§ Soal 1: Ubah paragraf dalam kutipan tentang post-positivisme yang diawali kata "Lahirnya paradigma post-positivisme" menjadi daftar singkat. Pertahankan fakta-fakta utamanya.
§ Soal 2: Teruskan kutipan tentang post-positivisme mulai dari bagian terakhir yang ditampilkan.

─── Kutipan ───

Lahirnya paradigma post-positivisme
diawali oleh gugatan terhadap positivisme yang dimulai antara tahun 1970-1980.
Post-positivisme sendiri merupakan perbaikan dari positivisme yang dianggap
mempunyai berbagai macam kelemahan. Kemudian alasan utama paham
post-positivisme menentang terhadap positivisme yakni tidak mungkin
menyamaratakan ilmu-ilmu tentang manusia dengan ilmu alam, karena tindakan
manusia tidak bisa diprediksi dengan satu penjelasan yang mutlak pasti, sebab
manusia selalu berubah. Contohnya pada kehidupan sehari-hari, kecenderungan
orang memilih kendaraan. Jika sepeda motor bertransmisi manual cocok digunakan
untuk laki- laki dan sepeda motor automatic cocok digunakan oleh perempuan.
Maka belum tentu semua laki-laki menggunakan sepeda motor manual dan belum tentu pula semua wanita menggunakan
sepeda motor automatic. Terkadang laki-laki ada yang lebih suka menggunakan
matic dan perempuan menggunakan sepeda manual. Itulah contoh kecil dari
tindakan manusia yang tidak dapat diprediksi maupun dapat berubah-ubah.
Posisi Aliran Postpositivisme
Untuk mengetahui lebih jauh tentang
postpositivisme empat pertanyaan dasar berikut, akan memberikan gambaran
tentang posisi aliran ini dalam kancah paradigma ilmu pengetahuan.
a.
Bagaimana sebenarnya posisi
postpositivisme di antara paradigma- paradigma
ilmu yang lain? Apakah ini merupakan bentuk
lain dari positivisme
yang posisinya lebih lemah? Atau karena aliran ini datang
setelah positivisme sehingga dinamakan postpositivisme? Harus diakui bahwa
aliran ini bukan suatu filsafat baru dalam bidang keilmuan, tetapi memang amat
dekat dengan paradigma positivisme. Salah satu indikator yang membedakan antara
keduanya bahwa postpositivisme lebih mempercayai proses verifikasi terhadap
suatu temuan hasil observasi melalui berbagai macam metode. Dengan demikian
suatu ilmu memang betul mencapai objektifitas apabila telah diverifikasi oleh
berbagai kalangan dengan berbagai cara.
b.
Bukankah postpositivisme
bergantung pada paradigma realisme yang sudah sangat tua dan usang? Dugaan ini
tidak seluruhnya benar. Pandangan awal aliran positivisme (old-positivism)
adalah anti realis, yang menolak adanya realitas dari suatu teori. Realisme
modern bukanlah kelanjutan atau luncuran dari aliran positivisme, tetapi
merupakan perkembangan akhir dari pandangan postpositivisme.
c.

─── Baris Data ───

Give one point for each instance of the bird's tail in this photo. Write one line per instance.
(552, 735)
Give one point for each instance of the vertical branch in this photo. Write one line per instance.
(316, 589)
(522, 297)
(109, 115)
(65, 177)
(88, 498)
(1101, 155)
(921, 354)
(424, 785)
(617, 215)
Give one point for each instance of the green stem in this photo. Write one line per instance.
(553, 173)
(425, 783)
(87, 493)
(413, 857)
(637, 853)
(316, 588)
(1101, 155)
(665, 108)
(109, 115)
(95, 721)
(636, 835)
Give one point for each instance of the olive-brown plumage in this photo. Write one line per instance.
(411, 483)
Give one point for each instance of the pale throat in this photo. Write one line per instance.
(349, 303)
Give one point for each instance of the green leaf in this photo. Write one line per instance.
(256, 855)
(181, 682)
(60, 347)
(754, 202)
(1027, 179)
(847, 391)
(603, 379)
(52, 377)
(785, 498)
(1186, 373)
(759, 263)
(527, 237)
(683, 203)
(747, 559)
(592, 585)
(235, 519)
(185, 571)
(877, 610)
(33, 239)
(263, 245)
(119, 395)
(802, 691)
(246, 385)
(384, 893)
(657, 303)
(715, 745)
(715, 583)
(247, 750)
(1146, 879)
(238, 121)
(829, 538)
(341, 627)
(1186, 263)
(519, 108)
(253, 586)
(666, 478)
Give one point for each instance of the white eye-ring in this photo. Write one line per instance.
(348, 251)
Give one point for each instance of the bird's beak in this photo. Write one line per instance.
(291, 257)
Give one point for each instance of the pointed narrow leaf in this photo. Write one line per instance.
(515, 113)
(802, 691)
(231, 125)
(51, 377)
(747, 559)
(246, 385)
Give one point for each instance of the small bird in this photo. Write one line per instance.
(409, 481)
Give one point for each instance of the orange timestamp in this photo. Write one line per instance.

───

§ Hasil Latihan 1:
- Paradigma post-positivisme lahir dari gugatan terhadap positivisme yang dimulai antara tahun 1970–1980.
- Post-positivisme merupakan perbaikan dari positivisme, yang dianggap mempunyai berbagai kelemahan.
- Alasan utama post-positivisme menentang positivisme adalah bahwa ilmu tentang manusia tidak mungkin disamaratakan dengan ilmu alam. Tindakan manusia tidak bisa diprediksi dengan satu penjelasan yang mutlak pasti karena manusia selalu berubah.
- Contohnya adalah pilihan kendaraan. Sepeda motor manual dianggap cocok untuk laki-laki dan sepeda motor automatic untuk perempuan, tetapi ada laki-laki yang lebih suka matic dan ada perempuan yang memakai sepeda motor manual.

§ Hasil Latihan 2:
Banyak postpositivisme yang
berpengaruh yang merupakan penganut realisme. Bukankah ini menunjukkan bahwa
mereka tidak mengakui adanya sebuah kenyataan (multiple realities) dan setiap
masyarakat membentuk realitas mereka sendiri? Pandangan ini tidak benar karena
relativisme tidak sesuai dengan pengalaman sehari-hari dalam dunia ilmu. Yang
pasti postpositivisme mengakui bahwa paradigma hanyalah berfungsi sebagai lensa
bukan sebagai kacamata. Selanjutnya, relativisme mengungkap bahwa semua
pandangan itu benar, sedangkan realis
hanya berkepentingan terhadap pandangan yang dianggap terbaik dan benar.
Postpositivisme menolak pandangan bahwa masyarakat dapat menentukan banyak hal
sebagai hal yang nyata dan benar tentang suatu objek oleh anggotanya.
d.
Karena pandangan bahwa persepsi
orang berbeda, maka tidak ada sesuatu yang benar-benar pasti. Bukankah
postpositivisme menolak kriteria
objektivitas? Pandangan ini sama sekali tidak bisa
diterima. Objektivitas merupakan indikator kebenaran yang melandasi semua
penyelidikan. Jika kita menolak prinsip ini, maka tidak ada yang namanya
penyelidikan. Yang ingin ditekankan di sini bahwa objektivitas tidak menjamin
untuk mencapai kebenaran.
Implementasi filsafat Pospositivisme
Dalam pendidikan Indonesia Pospositivisme
adalah suatu pergerakan ide yang menggantikan ide-ide positivime. Post
positivisme memiliki cita-cita, ingin meningkatkan kondisi ekonomi dan sosial,
kesadaran akan peristiwa sejarah dan perkembangan dalam bidang pendidikan.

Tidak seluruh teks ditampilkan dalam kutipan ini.